What is expected: Beginning with the line where "TARGET: curved river bend" appears, restate the lines word for word through the last one in the listing.

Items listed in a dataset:

┌──

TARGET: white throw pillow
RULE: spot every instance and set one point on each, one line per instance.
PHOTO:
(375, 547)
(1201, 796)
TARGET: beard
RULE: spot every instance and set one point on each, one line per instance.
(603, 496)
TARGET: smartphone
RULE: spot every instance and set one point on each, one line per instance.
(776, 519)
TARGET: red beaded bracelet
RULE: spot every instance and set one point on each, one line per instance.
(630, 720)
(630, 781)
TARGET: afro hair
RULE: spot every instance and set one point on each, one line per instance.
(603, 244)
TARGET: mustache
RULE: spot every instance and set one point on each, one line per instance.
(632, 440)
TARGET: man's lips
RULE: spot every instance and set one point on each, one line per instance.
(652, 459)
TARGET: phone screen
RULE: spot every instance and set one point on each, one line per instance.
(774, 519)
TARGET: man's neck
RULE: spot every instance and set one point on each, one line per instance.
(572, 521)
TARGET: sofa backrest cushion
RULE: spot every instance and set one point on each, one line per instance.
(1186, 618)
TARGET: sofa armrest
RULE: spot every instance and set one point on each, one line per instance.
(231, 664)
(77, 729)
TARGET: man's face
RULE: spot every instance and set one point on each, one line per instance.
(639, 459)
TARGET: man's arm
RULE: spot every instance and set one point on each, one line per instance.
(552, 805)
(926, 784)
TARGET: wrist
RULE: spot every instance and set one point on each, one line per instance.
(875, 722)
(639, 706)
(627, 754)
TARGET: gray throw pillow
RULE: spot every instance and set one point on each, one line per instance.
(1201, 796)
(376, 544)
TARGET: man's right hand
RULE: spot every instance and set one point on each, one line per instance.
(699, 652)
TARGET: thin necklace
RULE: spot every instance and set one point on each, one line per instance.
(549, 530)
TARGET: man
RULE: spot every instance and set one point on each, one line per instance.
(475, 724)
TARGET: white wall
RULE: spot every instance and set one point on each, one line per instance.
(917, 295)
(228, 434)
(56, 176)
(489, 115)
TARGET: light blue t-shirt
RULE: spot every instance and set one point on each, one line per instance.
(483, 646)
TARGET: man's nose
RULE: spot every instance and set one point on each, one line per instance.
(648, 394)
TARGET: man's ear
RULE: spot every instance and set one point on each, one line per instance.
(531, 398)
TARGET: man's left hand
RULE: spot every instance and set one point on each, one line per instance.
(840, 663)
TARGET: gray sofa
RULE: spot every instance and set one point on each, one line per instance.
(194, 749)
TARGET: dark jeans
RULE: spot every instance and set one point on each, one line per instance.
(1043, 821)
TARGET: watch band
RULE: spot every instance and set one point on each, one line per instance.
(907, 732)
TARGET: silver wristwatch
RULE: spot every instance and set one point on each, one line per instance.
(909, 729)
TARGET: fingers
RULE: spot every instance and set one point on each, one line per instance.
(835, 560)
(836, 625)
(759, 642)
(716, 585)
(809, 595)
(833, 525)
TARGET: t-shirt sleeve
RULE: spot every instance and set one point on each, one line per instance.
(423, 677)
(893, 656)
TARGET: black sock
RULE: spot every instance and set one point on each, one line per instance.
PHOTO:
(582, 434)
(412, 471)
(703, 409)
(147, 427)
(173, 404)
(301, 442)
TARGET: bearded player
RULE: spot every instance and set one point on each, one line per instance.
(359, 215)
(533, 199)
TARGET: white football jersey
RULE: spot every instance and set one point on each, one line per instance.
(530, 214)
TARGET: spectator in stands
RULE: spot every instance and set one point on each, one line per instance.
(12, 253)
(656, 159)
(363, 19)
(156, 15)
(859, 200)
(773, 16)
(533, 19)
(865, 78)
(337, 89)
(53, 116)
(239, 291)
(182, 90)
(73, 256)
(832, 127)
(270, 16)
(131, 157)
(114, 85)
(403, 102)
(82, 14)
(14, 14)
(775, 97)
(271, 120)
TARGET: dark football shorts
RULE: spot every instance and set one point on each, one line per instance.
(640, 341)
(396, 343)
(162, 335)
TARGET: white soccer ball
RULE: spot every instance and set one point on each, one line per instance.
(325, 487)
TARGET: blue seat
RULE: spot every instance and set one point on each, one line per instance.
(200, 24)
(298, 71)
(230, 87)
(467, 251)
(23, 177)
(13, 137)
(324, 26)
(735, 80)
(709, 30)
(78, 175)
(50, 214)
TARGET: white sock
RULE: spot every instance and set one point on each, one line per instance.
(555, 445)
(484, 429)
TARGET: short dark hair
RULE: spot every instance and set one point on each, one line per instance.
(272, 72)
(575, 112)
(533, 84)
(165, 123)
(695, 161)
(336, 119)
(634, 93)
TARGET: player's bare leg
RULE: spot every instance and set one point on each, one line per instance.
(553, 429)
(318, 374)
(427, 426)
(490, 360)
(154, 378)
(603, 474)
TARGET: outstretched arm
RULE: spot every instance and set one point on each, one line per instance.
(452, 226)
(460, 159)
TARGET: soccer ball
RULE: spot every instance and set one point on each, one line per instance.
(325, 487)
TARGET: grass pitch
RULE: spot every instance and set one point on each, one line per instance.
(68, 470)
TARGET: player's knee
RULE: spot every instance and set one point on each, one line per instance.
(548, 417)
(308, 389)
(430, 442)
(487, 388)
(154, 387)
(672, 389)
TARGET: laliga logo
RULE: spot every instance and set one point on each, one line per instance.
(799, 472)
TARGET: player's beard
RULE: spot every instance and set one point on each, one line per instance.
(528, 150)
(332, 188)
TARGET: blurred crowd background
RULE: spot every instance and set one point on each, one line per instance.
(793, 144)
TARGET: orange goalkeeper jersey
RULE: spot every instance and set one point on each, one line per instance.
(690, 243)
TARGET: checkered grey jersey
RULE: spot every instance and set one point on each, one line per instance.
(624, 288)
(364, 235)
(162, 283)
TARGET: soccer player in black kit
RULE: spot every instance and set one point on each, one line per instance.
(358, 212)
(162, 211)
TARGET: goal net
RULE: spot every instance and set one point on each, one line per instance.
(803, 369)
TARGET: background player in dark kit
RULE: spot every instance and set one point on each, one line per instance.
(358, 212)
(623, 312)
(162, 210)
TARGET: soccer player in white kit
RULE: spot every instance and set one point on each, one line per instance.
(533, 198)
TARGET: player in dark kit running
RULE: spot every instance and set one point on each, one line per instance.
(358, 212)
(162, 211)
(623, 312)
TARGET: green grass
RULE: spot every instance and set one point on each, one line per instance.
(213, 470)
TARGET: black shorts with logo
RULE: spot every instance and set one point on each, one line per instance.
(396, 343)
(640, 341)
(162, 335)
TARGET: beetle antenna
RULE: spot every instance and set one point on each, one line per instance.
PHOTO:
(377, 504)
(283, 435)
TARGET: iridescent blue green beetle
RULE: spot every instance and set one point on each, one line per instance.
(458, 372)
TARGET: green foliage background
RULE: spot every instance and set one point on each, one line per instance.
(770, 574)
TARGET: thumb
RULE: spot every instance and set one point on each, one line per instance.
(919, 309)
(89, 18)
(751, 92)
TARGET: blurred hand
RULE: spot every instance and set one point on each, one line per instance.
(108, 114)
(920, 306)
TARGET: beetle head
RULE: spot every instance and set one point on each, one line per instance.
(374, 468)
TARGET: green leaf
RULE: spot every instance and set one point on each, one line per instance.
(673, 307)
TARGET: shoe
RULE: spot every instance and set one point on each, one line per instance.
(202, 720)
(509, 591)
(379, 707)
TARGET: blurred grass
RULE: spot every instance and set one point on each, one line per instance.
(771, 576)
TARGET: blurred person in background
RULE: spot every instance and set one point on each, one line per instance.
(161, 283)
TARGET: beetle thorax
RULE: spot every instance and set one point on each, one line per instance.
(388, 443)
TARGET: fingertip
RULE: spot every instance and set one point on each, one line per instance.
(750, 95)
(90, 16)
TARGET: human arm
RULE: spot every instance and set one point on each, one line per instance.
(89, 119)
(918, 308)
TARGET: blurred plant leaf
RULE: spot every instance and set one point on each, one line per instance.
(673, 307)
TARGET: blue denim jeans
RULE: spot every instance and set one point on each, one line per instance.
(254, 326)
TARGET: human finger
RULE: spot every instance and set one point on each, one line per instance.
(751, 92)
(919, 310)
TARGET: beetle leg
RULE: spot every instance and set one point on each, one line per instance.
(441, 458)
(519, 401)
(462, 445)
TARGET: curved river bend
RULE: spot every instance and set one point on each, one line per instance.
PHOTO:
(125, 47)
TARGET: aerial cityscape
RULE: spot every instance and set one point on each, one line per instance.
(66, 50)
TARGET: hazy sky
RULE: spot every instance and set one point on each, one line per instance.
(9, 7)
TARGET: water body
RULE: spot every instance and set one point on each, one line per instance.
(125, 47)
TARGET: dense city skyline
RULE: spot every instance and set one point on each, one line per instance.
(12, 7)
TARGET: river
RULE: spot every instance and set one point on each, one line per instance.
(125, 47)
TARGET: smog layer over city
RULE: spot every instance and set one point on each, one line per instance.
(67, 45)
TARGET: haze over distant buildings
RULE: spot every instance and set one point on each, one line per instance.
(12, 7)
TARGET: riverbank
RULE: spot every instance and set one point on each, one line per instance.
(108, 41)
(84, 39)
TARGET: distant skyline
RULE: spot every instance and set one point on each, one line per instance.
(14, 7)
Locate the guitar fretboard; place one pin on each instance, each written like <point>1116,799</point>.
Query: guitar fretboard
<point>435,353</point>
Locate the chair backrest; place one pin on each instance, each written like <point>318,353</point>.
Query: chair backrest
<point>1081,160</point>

└──

The solution:
TARGET: curved river bend
RULE: spot every instance and set one point on each, one line per instance.
PHOTO:
(125, 47)
TARGET: aerial cityscape
RULE: spot every instance and set one point on each, one line per instance.
(66, 50)
TARGET: hazy sky
RULE: spot every instance and set one point on each, one line per instance.
(9, 7)
TARGET: water body
RULE: spot every instance and set one point on each, one line per instance.
(125, 47)
TARGET: dense city skyline
RULE: spot every instance and set one point on each, one line per instance.
(12, 7)
TARGET: river
RULE: spot every instance and set one point on each, one line per instance.
(125, 47)
TARGET: smog layer over city
RULE: spot every instance and set one point on each, one line per instance.
(67, 45)
TARGET: haze over distant buildings
RULE: spot every instance and set one point on each, one line per instance.
(12, 7)
TARGET: riverbank
RULE: spot every instance and set one point on each, one line per instance.
(108, 41)
(84, 39)
TARGET: distant skyline
RULE: spot every instance and set one point on each, one line per instance.
(14, 7)
Locate the guitar fretboard; place one pin on each instance, each written like <point>1116,799</point>.
Query: guitar fretboard
<point>435,353</point>
Locate the chair backrest; place one pin on each instance, each written like <point>318,353</point>.
Query: chair backrest
<point>1081,160</point>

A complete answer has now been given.